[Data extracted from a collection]
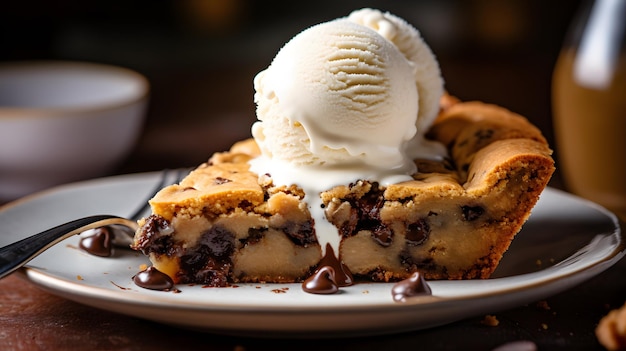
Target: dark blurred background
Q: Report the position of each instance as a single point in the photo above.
(201, 55)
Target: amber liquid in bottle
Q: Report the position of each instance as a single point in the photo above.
(590, 127)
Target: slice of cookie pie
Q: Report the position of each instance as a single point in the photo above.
(224, 224)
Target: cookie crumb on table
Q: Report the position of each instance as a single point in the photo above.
(490, 320)
(611, 331)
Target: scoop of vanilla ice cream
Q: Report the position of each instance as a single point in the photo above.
(337, 94)
(428, 79)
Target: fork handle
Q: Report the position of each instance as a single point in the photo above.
(16, 255)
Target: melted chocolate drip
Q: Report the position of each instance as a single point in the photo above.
(153, 279)
(99, 243)
(415, 285)
(322, 282)
(343, 276)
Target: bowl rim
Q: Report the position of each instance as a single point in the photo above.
(39, 112)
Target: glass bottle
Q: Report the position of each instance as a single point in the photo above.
(589, 105)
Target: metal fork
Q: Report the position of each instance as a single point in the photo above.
(16, 255)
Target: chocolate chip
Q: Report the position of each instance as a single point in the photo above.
(472, 213)
(417, 232)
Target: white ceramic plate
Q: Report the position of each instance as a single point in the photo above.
(566, 241)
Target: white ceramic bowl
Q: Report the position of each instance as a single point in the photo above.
(65, 121)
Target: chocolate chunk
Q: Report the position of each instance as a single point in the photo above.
(154, 236)
(99, 243)
(343, 276)
(365, 215)
(153, 279)
(472, 213)
(209, 262)
(322, 282)
(413, 286)
(417, 232)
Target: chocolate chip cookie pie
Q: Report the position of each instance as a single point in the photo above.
(225, 224)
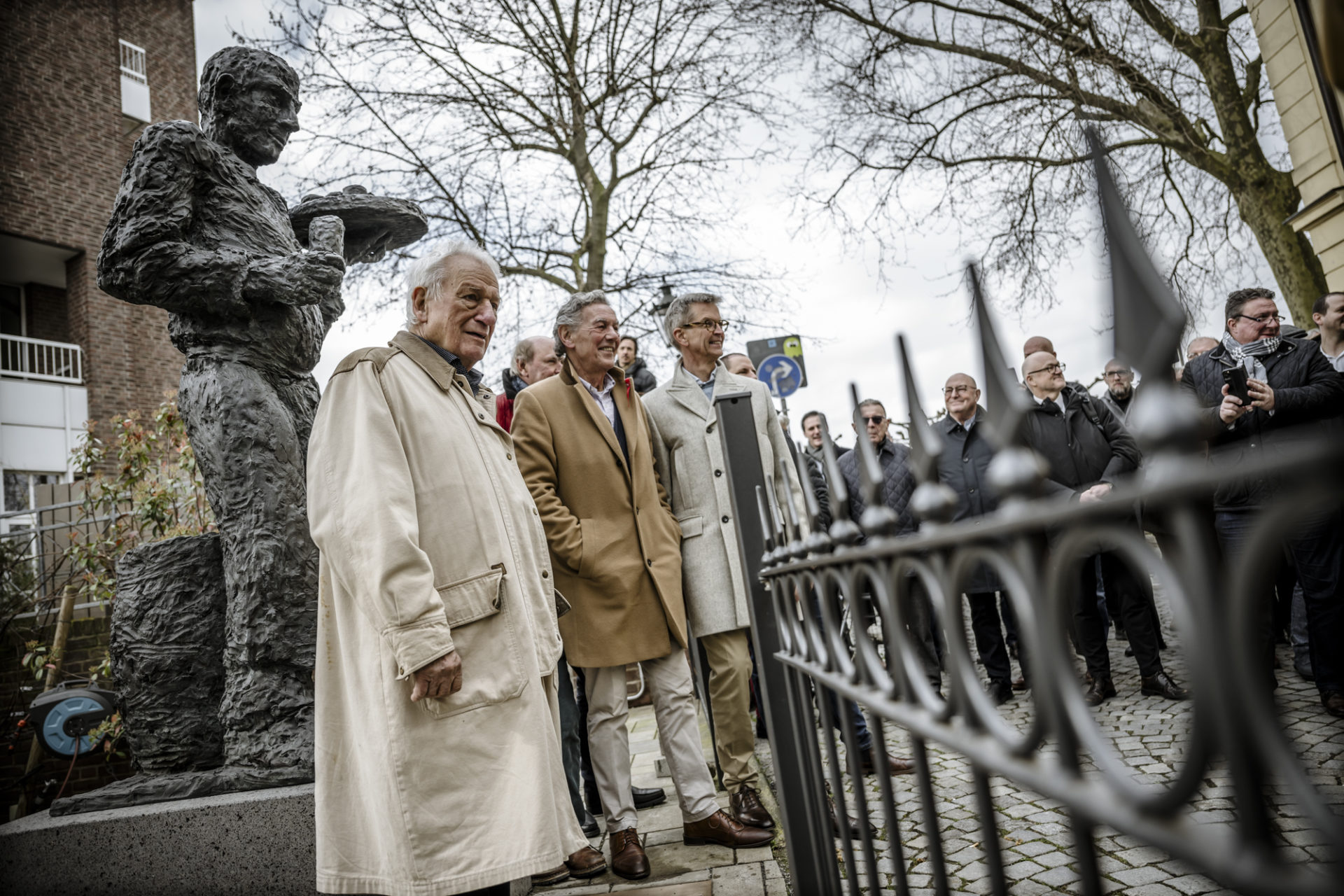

## BRIEF
Provide an exact copy of only the lines from the beginning of the entries through the line containing "Target: cookie crumb on table", both ends included, with no pictures.

## TASK SOLUTION
Target: dark blurred background
Q: Report the position of each instance as a single point in the photo above.
(201, 55)
Target: amber liquid in bottle
Q: Report the position of each instance as a single point in the photo above.
(590, 127)
Target: slice of cookie pie
Q: Report the position of each instance as a single point in the photo above.
(224, 224)
Target: cookie crumb on table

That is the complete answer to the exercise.